AIM => Your task is to give the listing below back word for word, pictures excluded.

[start]

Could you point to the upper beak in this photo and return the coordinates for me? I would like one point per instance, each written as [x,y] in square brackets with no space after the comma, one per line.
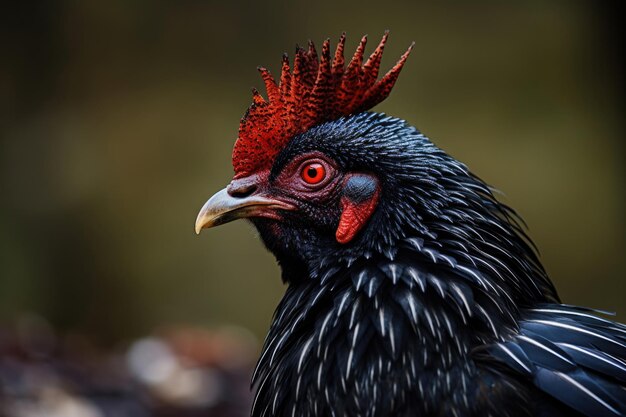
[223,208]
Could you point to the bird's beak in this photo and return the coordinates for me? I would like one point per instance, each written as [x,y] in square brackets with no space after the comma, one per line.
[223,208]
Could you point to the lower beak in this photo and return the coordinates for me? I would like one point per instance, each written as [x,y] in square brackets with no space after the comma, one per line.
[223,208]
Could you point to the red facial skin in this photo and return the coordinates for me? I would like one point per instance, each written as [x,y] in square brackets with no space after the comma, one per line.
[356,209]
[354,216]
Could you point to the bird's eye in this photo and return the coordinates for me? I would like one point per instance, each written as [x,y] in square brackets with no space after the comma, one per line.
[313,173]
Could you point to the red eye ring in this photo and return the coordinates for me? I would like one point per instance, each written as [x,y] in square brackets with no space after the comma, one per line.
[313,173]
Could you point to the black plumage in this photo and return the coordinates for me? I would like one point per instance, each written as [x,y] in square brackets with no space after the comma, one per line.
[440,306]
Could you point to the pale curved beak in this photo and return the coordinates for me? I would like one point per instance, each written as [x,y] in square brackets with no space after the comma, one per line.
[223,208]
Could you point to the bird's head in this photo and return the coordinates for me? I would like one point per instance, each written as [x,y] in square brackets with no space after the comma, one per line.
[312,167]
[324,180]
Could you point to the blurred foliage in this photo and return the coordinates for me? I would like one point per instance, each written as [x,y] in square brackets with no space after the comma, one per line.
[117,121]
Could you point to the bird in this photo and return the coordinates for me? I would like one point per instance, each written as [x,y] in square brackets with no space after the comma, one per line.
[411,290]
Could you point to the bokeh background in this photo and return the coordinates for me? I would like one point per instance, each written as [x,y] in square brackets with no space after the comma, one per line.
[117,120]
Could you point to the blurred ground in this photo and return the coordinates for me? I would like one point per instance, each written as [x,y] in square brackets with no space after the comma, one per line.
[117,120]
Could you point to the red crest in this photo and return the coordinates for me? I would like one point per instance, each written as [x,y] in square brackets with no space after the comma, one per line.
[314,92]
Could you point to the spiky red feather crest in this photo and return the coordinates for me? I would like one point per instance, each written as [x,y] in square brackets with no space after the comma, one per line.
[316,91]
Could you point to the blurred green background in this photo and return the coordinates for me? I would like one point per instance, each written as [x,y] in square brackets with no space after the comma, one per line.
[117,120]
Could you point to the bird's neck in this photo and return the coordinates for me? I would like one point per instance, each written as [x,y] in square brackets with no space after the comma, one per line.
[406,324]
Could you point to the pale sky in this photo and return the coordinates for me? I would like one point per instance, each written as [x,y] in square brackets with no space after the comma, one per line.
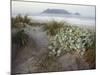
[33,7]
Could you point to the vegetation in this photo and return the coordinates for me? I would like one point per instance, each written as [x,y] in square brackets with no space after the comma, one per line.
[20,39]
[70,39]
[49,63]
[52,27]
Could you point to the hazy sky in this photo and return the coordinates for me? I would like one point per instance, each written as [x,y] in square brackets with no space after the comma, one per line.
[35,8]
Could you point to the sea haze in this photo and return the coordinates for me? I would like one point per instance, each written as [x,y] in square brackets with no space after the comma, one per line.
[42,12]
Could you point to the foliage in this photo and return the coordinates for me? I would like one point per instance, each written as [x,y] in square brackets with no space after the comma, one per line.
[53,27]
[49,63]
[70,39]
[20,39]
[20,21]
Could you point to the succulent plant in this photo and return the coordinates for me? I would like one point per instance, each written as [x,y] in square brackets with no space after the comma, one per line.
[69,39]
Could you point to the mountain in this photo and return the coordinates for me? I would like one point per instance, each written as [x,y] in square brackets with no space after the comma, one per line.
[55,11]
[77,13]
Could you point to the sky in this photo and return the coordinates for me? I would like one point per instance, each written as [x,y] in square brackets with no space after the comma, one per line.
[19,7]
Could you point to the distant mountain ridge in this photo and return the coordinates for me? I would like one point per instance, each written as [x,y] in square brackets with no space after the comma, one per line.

[end]

EXERCISE RESULT =>
Could you point to the upper beak in this photo and return the coordinates for me? I would like one point per instance, each written as [x,y] in square brackets with no space after the comma, one per line.
[223,208]
Could you point to the bird's beak in this photo and return the coordinates for me? I would like one point per instance, each written as [x,y] in square brackets with no space after the comma, one per line.
[223,208]
Could you point to the lower beak in this photo and return the coordinates for me? I would like one point per instance, each written as [x,y] in square brackets with no space after the comma, one per line.
[223,208]
Could you point to the red facial skin in this photo and return the coordinates for me? I would like one point per instance, each written as [x,y] in square brackets with no space after the comma, one per line.
[356,209]
[354,216]
Could you point to the bird's eye in this photo and return the coordinates for me? I would like one point per instance, each written as [x,y] in square brackets with no space after the comma, one per line.
[313,173]
Could you point to the red eye ring in this photo and return the coordinates for me? I would like one point per instance, each written as [x,y] in square brackets with no space after the comma, one per line.
[313,173]
Could you point to the black plumage in this photo and return the coordinates for me? I would like one point per instance, each written as [x,y] in square brackets with no space after the comma, one per line.
[440,306]
Could you point to the pale curved beak in this photo and return the coordinates for me? I would like one point per instance, each written as [x,y] in square brackets with no space after the comma, one per line.
[223,208]
Could you point to the bird's head in this photo and return the coordinates for me? I would like one point per instance, each written as [x,y] in square brackets with no space after the comma, one per line.
[312,167]
[324,180]
Could you point to the blurred foliage in this photo and return the coordinates for me? I would like one point per instance, each written as [x,y] in square brackets with no space after the comma, one per line.
[117,121]
Could you point to the bird in this photo and return the coordinates for me? I would like one point per instance, each written as [x,y] in square brackets with no space after the comma, one per line.
[411,290]
Could you point to the bokeh background in this photo and return the coordinates for me? I would like one point per instance, each written as [x,y] in square brackets with no space after the comma, one per line.
[117,120]
Could you point to the blurred ground in this photo and return the coordinates for me? I would like one point per instance, each written as [x,y] in square brackets with no space after the comma, one per line.
[117,120]
Could you point to the red crest in this photo and return the coordinates for me? I would like one point per instance, each written as [x,y] in square brackets with no space after the comma, one per line.
[314,92]
Could you point to the spiky red feather crest in this photo and return the coordinates for me? I would like one point per instance, each written as [x,y] in square brackets with no space after the comma, one per line.
[316,91]
Could you point to the blurred green background in this photo and return the coordinates for me? I would like one point per instance, each written as [x,y] in square brackets with no space after the comma, one per line.
[117,120]
Could you point to the bird's neck in this photo and return the coordinates for me? I would like one point per instance, each written as [x,y] in square brackets with no space after the comma, one per line.
[406,324]
Could you point to the pale sky in this photo and return the coordinates for me? I would like one point per instance, each written as [x,y] in square brackets with no space after the comma, one per line.
[33,7]
Could you point to the vegetation in this photo and return the coordinates for me? I would like one point per instance, each written as [x,y] in square brackets with no space after the comma, one per line.
[20,39]
[70,39]
[49,63]
[52,27]
Could you point to the hazy sky in this photo and return the coordinates for me? I would like one point per instance, each written as [x,y] in square brackets with no space after the comma, one per line.
[35,8]
Could you point to the sea haze in this photo and return the coordinates for me? I would like one point per instance, each written as [x,y] in square brackets with no space after the comma, one per line.
[42,12]
Could you point to the foliage in this photo and return the coordinates for me? I would like one point per instance, each written as [x,y] in square brackets with no space after the comma, one per line.
[53,27]
[49,63]
[70,39]
[20,39]
[20,21]
Could you point to the succulent plant in this photo and return the coordinates for me? I would like one point per instance, each written as [x,y] in square brackets with no space after the comma, one per line.
[69,39]
Could you point to the mountain in this photo and return the coordinates for me? I would like one point per instance, each written as [x,y] in square brackets with no space after the comma, one per line.
[55,11]
[77,13]
Could you point to the sky in this photo and return the coordinates for me? I would like one point per instance, each written as [x,y] in square brackets with no space after the comma, one per line.
[19,7]
Could you point to the distant mountain ridge in this photo and return the coordinates for me? I would like one point per instance, each written as [x,y] in square brackets with no space after the comma, one per line.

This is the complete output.